# Problem description
Search the records for the line with "Can you find the glacier?". Output that line and each line after it, exactly, and stop at the end; omit pictures.

# Material supplied
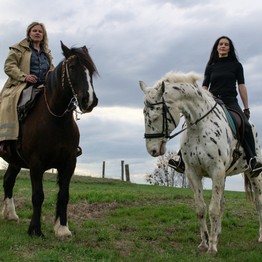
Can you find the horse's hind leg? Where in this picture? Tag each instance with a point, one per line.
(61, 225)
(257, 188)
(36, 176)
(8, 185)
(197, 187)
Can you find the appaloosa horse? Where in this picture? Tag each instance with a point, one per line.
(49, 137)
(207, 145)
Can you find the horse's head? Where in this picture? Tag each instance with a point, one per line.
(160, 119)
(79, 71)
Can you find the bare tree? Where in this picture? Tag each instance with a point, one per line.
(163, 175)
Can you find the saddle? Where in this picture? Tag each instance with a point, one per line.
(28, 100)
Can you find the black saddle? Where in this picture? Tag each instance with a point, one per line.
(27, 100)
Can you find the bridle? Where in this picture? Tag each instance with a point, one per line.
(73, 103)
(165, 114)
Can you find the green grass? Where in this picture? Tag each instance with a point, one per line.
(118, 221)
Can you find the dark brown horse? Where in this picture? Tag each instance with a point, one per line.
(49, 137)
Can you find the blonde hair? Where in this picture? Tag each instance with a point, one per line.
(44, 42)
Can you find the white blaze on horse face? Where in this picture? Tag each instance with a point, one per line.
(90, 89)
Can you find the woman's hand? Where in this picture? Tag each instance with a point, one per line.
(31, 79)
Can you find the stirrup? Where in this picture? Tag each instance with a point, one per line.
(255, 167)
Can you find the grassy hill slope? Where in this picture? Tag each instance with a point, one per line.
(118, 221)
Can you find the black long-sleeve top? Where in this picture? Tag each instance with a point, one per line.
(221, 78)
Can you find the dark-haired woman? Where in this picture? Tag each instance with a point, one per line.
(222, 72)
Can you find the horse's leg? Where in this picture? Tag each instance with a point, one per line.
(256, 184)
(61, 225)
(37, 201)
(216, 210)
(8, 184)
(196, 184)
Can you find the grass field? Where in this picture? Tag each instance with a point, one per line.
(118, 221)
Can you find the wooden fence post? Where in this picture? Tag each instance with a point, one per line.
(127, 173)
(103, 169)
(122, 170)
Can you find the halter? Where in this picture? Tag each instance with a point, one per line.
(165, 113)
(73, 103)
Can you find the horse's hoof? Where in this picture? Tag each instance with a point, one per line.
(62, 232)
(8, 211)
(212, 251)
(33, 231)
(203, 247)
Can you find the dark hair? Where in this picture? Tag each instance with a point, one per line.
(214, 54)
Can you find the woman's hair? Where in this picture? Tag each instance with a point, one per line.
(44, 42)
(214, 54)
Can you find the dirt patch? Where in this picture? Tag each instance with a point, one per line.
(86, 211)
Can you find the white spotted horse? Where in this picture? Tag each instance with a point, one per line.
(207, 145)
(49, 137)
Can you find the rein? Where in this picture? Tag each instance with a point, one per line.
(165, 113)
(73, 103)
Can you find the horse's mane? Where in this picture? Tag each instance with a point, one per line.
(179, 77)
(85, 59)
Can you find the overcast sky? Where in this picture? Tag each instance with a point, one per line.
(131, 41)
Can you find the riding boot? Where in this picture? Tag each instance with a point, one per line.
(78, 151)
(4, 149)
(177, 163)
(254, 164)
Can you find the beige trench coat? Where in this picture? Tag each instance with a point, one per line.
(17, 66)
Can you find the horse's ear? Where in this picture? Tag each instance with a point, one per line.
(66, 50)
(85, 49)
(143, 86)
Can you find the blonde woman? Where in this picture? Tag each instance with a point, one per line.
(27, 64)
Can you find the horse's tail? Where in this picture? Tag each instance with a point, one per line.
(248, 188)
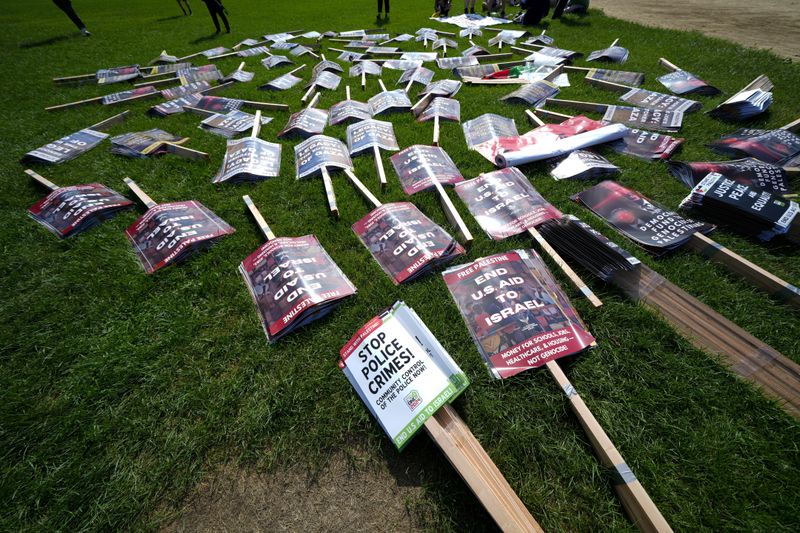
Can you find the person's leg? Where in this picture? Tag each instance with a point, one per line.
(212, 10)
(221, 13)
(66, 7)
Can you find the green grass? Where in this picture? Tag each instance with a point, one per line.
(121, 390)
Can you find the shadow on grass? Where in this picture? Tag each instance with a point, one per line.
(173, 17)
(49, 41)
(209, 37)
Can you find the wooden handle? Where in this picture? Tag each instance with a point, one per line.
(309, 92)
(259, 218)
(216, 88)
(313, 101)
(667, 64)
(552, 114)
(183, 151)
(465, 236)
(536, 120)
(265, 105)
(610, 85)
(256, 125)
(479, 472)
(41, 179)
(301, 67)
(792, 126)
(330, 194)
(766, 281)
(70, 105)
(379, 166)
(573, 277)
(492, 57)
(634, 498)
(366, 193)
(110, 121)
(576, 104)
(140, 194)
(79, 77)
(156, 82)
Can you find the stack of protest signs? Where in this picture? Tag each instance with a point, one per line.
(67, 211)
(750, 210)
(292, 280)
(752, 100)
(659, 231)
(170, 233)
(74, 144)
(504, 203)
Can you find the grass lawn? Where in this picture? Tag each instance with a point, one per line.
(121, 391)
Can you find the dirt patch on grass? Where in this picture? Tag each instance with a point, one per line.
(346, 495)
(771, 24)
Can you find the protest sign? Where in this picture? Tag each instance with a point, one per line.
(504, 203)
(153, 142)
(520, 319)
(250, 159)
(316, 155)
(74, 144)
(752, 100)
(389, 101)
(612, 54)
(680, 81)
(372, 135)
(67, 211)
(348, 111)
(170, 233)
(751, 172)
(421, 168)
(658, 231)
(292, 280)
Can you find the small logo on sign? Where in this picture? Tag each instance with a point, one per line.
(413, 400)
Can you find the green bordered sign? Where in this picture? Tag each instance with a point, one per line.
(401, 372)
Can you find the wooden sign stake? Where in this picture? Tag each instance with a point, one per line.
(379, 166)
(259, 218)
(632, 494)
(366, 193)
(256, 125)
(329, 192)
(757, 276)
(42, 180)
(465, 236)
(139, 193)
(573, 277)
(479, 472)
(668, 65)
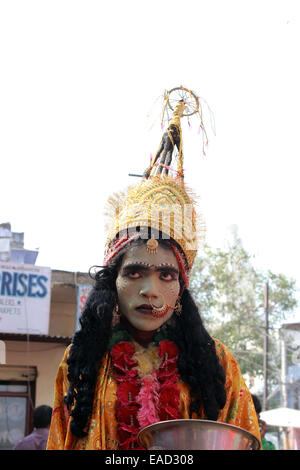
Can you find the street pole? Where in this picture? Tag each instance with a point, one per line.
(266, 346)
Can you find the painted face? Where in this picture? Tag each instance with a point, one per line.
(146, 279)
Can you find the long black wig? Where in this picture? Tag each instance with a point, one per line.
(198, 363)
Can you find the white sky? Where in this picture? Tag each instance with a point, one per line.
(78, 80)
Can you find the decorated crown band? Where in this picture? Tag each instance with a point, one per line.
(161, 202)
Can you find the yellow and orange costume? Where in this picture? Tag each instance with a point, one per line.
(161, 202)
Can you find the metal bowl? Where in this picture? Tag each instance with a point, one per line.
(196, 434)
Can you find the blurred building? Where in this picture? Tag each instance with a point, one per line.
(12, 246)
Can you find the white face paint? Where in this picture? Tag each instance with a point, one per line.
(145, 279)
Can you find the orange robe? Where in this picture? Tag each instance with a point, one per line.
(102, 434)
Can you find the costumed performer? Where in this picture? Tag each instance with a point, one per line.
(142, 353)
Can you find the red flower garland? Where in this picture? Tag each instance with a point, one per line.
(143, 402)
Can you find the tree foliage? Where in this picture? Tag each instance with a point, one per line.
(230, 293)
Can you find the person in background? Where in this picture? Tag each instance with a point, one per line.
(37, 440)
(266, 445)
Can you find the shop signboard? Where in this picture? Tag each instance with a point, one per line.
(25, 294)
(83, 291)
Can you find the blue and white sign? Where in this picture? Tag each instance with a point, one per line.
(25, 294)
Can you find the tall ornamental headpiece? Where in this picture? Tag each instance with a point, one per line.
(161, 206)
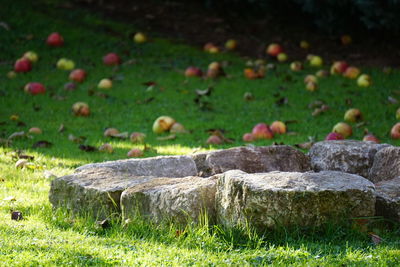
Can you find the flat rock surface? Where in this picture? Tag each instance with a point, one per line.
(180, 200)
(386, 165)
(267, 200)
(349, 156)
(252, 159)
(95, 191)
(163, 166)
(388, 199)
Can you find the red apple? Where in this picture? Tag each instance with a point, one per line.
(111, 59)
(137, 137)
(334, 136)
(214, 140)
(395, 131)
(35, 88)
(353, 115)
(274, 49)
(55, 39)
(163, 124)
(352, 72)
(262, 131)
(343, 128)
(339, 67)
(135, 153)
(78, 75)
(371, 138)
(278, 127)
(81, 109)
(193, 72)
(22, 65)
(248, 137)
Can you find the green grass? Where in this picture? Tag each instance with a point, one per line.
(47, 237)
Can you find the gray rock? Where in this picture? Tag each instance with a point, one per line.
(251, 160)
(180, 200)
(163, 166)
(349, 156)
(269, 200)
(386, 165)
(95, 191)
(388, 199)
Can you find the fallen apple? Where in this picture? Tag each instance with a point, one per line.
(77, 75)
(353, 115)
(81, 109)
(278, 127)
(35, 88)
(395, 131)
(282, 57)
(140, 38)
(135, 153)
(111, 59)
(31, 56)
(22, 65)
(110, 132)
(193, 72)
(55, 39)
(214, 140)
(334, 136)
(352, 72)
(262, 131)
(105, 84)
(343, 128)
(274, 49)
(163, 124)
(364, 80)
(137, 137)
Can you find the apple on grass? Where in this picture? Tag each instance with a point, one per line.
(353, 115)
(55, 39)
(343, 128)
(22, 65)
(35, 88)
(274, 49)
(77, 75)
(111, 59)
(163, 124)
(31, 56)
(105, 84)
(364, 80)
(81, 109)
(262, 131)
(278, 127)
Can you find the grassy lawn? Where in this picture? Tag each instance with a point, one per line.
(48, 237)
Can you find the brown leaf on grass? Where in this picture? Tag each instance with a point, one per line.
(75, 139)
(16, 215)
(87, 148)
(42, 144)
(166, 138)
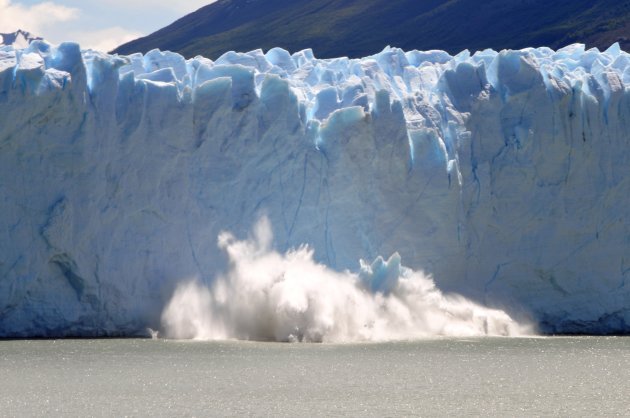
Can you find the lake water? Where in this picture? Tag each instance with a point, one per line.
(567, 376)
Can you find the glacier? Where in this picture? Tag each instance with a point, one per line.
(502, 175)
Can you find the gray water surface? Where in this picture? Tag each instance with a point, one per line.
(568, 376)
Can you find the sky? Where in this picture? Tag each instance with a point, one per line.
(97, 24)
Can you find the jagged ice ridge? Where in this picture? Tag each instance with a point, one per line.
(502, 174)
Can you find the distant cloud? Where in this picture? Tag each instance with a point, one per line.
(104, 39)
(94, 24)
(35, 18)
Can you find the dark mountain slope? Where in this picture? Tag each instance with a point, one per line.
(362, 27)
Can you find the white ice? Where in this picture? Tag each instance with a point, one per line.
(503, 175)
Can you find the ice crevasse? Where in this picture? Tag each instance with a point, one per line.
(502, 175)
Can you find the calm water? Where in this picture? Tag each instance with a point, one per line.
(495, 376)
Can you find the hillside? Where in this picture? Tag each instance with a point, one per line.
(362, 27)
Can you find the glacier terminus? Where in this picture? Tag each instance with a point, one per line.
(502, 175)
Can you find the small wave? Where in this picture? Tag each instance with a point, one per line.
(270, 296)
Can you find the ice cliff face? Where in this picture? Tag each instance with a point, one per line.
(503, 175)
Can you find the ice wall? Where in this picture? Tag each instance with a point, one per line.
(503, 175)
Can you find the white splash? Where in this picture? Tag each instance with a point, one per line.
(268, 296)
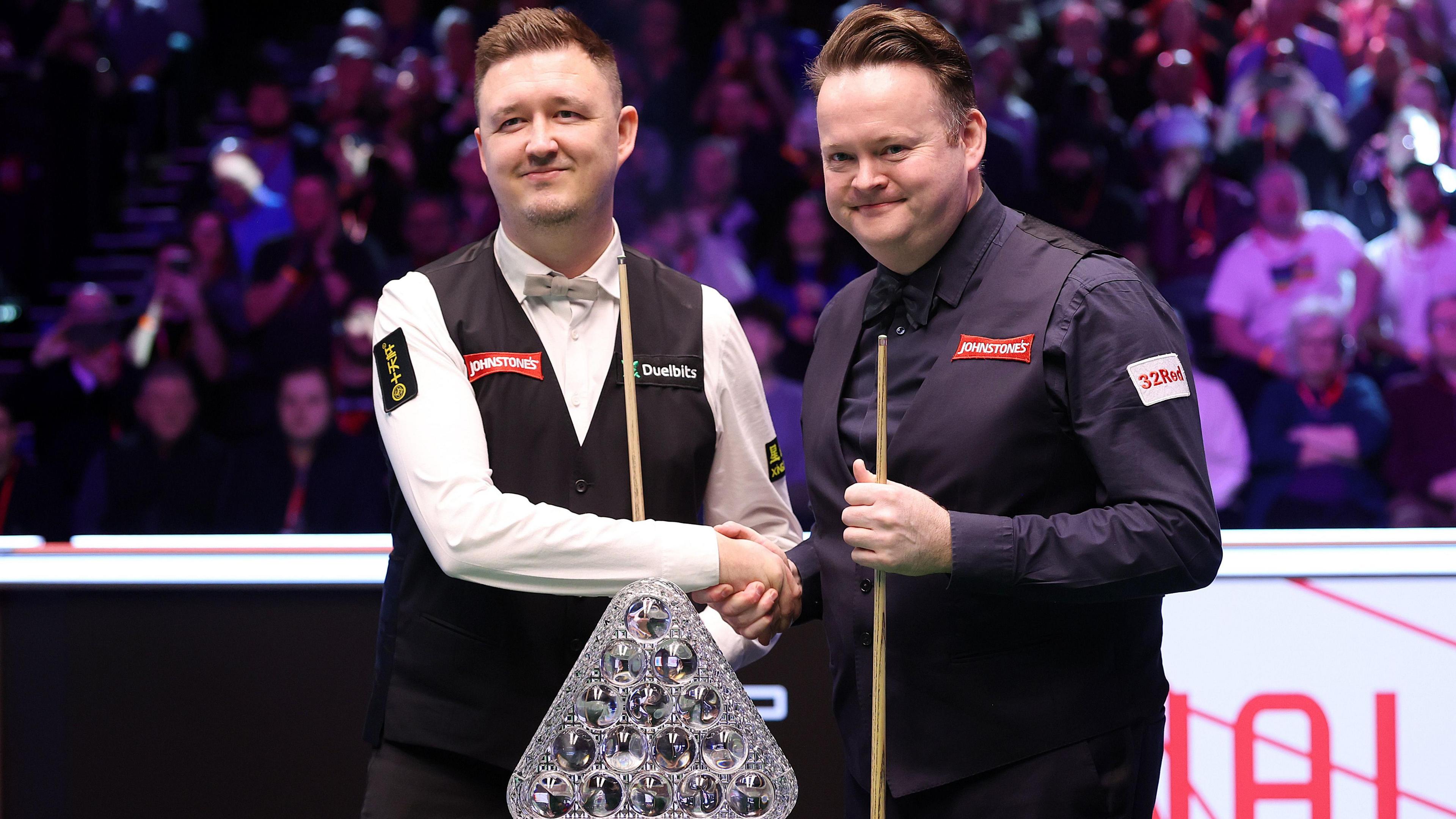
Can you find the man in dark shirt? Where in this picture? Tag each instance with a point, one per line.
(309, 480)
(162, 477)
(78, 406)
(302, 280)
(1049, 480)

# Result of the exercise
Can you find the glacier? Where in this picture? Tag each instance with a point, one per line.
(502, 175)
Can you find the gray water surface? Where in this picture? Tag each instance with a point, one per line.
(568, 376)
Can you find the sky? Where in this picture? Tag each instance with a point, one per line.
(97, 24)
Can you find the jagged ice ridge? Where in this picture? Tag each instance with a point, one per line.
(502, 174)
Can you find the distant cloud? Where in this picture? Tag each instance with a point, one per line.
(104, 39)
(94, 24)
(35, 18)
Can you find the dark mountain slope? Where in this picture? Tag each instance with a point, one per line.
(362, 27)
Can you find the white ice? Where in this picture? Tag each instance with a point, one per line.
(503, 175)
Can you find the ice crevasse? Where in this picture? Tag each instance with a point, one per line.
(502, 175)
Can you find the calm water? Where in this picture? Tag each instance with a point, one per line.
(495, 376)
Can you find the hillside? Where in this picture? Tag each instance with a point, one per line.
(362, 27)
Can you find the glacier terminus? Where in this picture? Tag each instance with a point, one per line.
(502, 175)
Can you find the small wave? Where in this picture? Tag each instance with a point, one per line.
(270, 296)
Can you find the ice cliff face? Where in this picture? Tag each instance with a point, one per line.
(503, 175)
Can you find the ice wall? Where in this picture? Tag each instance with a point, one per line.
(503, 175)
Can you find the white splash? Where in this picture? Tag each instance with a point, one per line.
(268, 296)
Can you find the man in dark shirt? Where in this picture? Tag each instance with a point, one per line.
(309, 480)
(162, 477)
(78, 406)
(302, 280)
(1049, 480)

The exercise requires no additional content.